● Required work
Reproduce each line of the listing exactly.

----

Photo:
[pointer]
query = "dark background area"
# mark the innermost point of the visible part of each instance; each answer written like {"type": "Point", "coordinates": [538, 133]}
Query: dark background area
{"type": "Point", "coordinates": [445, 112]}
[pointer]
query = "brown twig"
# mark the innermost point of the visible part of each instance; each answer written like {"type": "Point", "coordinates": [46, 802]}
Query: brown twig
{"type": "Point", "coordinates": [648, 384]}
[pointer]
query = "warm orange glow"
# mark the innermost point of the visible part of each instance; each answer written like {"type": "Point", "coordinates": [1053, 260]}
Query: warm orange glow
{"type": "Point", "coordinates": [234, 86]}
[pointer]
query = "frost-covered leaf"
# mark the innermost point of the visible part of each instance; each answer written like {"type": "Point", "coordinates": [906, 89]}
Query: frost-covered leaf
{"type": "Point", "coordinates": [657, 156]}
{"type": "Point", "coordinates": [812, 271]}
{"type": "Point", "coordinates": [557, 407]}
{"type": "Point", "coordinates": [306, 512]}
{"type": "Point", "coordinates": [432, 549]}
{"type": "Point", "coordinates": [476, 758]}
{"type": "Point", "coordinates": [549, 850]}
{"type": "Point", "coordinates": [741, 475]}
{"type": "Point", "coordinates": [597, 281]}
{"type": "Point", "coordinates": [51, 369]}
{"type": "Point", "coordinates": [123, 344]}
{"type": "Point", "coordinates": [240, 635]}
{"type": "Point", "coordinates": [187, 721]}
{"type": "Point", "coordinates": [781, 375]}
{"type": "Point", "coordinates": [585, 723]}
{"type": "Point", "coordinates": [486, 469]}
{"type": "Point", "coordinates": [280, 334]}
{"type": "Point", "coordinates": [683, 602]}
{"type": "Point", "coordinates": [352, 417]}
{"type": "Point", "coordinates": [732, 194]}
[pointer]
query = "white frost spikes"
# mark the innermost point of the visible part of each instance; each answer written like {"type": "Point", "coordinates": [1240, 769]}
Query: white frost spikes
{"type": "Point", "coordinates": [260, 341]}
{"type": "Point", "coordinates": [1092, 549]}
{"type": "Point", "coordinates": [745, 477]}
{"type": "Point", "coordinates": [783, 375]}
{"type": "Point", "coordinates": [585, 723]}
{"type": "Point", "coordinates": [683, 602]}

----

● Solution for this task
Photo:
[pointer]
query = "dark background area"
# mark the innermost point of the visible part of each instance; each answer written like {"type": "Point", "coordinates": [538, 133]}
Query: dark background area
{"type": "Point", "coordinates": [445, 112]}
[pointer]
query = "brown twig"
# mark the innermost point of the visible part of each instance; each answer written like {"type": "Point", "coordinates": [46, 802]}
Query: brown twig
{"type": "Point", "coordinates": [648, 384]}
[pointer]
query = "warm orange glow"
# mark the innermost point of the visible part of each instance; each answer written like {"type": "Point", "coordinates": [1053, 260]}
Query: warm orange glow
{"type": "Point", "coordinates": [234, 86]}
[pointer]
query = "frost-covered leaf"
# mark the innermost point of the visible part of each instance; each answer written like {"type": "Point", "coordinates": [906, 89]}
Query: frost-covered leaf
{"type": "Point", "coordinates": [657, 156]}
{"type": "Point", "coordinates": [812, 271]}
{"type": "Point", "coordinates": [557, 407]}
{"type": "Point", "coordinates": [306, 512]}
{"type": "Point", "coordinates": [432, 549]}
{"type": "Point", "coordinates": [476, 758]}
{"type": "Point", "coordinates": [549, 850]}
{"type": "Point", "coordinates": [741, 475]}
{"type": "Point", "coordinates": [597, 281]}
{"type": "Point", "coordinates": [51, 369]}
{"type": "Point", "coordinates": [123, 344]}
{"type": "Point", "coordinates": [240, 635]}
{"type": "Point", "coordinates": [187, 721]}
{"type": "Point", "coordinates": [781, 375]}
{"type": "Point", "coordinates": [585, 723]}
{"type": "Point", "coordinates": [486, 469]}
{"type": "Point", "coordinates": [280, 334]}
{"type": "Point", "coordinates": [683, 602]}
{"type": "Point", "coordinates": [352, 417]}
{"type": "Point", "coordinates": [732, 194]}
[pointer]
query = "white frost spikes"
# mark the innermost point of the visible part of each instance; each answer written like {"type": "Point", "coordinates": [1240, 769]}
Query: white frost spikes
{"type": "Point", "coordinates": [260, 341]}
{"type": "Point", "coordinates": [1092, 549]}
{"type": "Point", "coordinates": [745, 477]}
{"type": "Point", "coordinates": [783, 375]}
{"type": "Point", "coordinates": [585, 723]}
{"type": "Point", "coordinates": [683, 602]}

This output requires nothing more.